> [Given problem]: Count the lines in the records below that contain the string "wheel", matching case exactly, and give only the number.

> [Source data]:
..............................

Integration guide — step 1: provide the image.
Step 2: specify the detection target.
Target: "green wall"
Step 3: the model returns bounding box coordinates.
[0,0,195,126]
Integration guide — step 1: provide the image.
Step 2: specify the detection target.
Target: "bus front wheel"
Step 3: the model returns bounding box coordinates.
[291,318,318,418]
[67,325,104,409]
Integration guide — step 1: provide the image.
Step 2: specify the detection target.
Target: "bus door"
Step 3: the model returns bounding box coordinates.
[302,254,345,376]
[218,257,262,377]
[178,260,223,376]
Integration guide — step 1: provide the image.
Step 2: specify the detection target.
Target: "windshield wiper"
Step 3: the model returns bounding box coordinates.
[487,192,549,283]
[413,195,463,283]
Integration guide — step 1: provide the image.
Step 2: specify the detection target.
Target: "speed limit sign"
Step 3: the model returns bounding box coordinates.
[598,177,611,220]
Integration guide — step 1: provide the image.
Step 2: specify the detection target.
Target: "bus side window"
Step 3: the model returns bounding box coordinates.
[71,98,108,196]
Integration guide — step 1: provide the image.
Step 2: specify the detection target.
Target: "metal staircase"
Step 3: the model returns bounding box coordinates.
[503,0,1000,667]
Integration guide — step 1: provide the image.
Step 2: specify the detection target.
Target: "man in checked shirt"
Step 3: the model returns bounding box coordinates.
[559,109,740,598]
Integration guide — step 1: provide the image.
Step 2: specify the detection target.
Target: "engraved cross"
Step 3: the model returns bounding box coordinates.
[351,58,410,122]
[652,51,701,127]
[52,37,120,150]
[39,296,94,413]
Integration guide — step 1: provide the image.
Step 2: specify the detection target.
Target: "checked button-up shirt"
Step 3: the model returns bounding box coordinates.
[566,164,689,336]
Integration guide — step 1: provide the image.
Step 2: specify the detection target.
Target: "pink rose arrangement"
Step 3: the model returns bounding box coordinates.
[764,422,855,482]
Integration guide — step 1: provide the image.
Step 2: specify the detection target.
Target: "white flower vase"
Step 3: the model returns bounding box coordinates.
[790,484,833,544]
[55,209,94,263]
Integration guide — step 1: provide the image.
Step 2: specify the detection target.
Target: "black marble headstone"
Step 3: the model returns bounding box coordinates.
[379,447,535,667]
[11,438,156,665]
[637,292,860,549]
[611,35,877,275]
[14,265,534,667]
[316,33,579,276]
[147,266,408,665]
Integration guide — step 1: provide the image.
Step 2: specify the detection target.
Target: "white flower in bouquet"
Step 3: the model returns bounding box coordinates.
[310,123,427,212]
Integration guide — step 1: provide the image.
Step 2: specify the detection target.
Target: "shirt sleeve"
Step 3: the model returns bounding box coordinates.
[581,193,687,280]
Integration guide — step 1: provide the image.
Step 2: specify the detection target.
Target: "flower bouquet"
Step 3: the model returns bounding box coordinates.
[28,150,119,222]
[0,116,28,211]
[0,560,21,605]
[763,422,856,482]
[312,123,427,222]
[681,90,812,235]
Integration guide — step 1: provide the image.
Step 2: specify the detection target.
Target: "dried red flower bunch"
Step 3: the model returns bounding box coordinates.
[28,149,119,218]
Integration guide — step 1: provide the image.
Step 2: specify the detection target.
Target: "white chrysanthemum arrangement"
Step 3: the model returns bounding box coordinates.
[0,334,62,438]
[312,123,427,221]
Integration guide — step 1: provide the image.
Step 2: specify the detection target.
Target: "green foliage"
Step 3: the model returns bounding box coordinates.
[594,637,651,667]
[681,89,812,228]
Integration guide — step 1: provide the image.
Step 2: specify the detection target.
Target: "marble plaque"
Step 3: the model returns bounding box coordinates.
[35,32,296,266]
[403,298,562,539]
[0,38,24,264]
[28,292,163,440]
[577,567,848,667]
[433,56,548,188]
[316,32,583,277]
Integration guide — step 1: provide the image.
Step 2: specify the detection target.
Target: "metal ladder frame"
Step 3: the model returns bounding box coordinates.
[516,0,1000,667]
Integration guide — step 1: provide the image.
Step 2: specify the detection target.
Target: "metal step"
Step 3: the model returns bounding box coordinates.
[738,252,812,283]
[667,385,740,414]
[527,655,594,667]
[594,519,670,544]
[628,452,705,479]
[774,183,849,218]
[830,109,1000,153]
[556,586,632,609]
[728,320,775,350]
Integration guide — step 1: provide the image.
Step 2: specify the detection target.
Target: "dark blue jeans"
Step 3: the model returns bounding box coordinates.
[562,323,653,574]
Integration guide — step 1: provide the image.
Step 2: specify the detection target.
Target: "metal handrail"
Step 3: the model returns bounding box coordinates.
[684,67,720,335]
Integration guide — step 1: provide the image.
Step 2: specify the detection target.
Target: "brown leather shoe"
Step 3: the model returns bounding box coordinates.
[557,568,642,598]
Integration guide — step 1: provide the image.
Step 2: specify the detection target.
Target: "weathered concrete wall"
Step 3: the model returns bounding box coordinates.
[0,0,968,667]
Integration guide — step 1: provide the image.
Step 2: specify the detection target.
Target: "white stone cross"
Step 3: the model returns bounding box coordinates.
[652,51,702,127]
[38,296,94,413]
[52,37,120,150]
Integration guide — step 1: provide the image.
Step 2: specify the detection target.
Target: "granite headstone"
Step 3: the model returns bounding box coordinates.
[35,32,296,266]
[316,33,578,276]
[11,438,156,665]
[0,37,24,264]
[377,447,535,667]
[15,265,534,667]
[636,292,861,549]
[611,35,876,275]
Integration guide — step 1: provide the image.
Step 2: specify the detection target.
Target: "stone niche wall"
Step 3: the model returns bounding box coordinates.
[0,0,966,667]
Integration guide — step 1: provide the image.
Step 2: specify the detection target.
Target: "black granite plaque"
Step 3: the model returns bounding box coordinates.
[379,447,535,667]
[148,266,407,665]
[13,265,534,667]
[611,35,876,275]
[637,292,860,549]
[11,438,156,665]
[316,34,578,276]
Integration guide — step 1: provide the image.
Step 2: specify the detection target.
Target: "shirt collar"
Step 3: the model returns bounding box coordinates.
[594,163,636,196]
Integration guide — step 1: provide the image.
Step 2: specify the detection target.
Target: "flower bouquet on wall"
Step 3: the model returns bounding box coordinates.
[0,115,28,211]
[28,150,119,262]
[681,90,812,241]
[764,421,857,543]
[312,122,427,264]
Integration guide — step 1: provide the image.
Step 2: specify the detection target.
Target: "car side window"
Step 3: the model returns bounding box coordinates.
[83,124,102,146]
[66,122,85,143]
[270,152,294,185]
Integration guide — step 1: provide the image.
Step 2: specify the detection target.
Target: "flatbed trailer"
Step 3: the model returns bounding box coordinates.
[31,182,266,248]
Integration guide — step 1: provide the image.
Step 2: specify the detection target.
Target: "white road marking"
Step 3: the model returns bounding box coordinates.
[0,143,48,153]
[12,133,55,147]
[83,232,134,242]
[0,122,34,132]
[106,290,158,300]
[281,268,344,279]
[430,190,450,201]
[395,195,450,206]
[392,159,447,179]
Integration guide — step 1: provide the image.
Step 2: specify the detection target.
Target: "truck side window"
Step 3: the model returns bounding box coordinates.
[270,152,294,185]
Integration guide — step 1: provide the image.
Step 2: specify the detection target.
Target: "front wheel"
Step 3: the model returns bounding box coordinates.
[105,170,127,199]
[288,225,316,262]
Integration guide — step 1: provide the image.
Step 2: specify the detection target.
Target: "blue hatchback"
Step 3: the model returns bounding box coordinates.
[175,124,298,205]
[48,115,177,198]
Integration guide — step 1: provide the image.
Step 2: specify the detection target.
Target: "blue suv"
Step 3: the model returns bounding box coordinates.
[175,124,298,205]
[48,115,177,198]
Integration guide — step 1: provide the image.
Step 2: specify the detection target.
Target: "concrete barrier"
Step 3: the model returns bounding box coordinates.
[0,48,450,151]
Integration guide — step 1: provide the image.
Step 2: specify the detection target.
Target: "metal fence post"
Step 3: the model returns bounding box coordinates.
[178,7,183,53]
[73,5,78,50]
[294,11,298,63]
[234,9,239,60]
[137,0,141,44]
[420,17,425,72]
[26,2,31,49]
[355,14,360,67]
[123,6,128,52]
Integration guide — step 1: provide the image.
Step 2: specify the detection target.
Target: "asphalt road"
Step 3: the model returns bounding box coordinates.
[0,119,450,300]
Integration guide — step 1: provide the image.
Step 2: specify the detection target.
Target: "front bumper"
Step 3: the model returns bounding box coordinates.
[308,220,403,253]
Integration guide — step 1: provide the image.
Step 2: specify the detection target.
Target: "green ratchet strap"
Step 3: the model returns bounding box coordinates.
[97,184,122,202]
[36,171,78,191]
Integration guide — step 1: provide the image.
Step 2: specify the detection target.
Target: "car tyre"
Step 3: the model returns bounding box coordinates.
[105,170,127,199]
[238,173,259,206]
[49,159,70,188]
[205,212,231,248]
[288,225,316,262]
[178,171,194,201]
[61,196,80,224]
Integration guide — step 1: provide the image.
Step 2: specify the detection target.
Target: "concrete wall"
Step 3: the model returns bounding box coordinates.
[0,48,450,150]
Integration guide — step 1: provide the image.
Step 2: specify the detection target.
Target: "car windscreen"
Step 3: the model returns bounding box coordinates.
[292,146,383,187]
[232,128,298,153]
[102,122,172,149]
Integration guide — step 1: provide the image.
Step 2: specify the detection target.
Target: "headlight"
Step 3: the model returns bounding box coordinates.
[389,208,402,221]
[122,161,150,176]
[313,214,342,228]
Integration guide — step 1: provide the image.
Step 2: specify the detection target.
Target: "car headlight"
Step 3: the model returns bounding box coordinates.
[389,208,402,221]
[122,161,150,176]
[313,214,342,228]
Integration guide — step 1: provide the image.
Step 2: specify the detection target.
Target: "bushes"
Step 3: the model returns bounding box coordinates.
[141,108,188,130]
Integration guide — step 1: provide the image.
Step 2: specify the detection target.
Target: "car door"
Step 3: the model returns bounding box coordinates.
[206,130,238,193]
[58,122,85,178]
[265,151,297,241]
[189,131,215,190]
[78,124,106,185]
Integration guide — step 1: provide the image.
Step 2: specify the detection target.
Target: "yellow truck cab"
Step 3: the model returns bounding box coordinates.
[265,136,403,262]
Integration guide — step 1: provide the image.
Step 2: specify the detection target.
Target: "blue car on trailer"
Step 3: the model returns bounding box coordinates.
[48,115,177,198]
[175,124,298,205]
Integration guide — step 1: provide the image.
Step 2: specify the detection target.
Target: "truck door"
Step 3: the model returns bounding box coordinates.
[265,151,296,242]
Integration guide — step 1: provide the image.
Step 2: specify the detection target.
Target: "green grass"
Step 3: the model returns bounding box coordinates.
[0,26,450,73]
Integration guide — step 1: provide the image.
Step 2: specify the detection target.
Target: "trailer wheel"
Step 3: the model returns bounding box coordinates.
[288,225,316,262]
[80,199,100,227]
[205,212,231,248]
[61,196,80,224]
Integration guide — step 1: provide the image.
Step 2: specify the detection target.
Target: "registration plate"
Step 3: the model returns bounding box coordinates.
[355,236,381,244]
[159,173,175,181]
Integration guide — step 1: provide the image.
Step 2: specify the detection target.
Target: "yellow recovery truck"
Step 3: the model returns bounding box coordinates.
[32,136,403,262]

..............................

> [Solution]: 3